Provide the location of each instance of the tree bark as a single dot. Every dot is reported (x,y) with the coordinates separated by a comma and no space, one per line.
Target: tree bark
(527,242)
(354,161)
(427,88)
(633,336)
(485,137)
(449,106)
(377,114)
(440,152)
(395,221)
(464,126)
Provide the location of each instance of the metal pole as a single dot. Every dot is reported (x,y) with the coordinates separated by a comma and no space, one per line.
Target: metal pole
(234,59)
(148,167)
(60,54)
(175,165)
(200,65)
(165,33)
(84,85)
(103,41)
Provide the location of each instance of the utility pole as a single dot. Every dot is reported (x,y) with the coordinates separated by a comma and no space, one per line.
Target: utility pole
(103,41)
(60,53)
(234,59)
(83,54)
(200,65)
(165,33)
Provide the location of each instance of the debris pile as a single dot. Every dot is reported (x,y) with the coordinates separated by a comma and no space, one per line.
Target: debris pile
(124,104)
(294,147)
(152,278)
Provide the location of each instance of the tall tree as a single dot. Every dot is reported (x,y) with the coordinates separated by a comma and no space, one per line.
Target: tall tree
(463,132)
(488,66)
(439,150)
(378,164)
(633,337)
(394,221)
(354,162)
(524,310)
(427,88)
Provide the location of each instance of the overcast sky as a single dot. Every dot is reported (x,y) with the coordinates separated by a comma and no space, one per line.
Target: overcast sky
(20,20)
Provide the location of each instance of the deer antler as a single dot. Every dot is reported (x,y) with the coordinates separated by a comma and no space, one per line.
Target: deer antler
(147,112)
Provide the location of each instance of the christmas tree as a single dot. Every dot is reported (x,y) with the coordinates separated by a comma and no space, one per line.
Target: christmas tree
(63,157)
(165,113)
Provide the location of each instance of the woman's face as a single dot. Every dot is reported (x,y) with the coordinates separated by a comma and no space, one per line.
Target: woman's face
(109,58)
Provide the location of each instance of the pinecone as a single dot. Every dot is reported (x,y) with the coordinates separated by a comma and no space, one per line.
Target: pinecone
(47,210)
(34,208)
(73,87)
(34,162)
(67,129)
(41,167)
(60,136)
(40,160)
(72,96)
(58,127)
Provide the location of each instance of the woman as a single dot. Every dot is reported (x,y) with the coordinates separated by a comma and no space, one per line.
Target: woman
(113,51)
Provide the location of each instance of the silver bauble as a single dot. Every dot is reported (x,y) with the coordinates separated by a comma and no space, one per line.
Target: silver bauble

__________________________________________________

## Assignment
Copying should begin at the line containing "Target: woman's face" and end at the last line of the material, with every line in between reproduced exactly.

## Solution to the problem
Target: woman's face
(109,58)
Provide the location of each instance of the pinecone as a single dot. Every dot is reported (x,y) with the coordinates separated by a comma and no space, one per line.
Target: pinecone
(47,210)
(34,208)
(73,87)
(34,162)
(67,129)
(41,167)
(60,136)
(40,160)
(72,96)
(58,127)
Provide the location of each instance of the woman as a single dot. Every dot is reported (x,y) with the coordinates separated by a comma and no space, one per line.
Target: woman
(113,51)
Provide the location of each instance of the silver bauble as a single dot. Every dot is reported (x,y) with the coordinates separated by a comma and no space, one per line.
Target: silver bauble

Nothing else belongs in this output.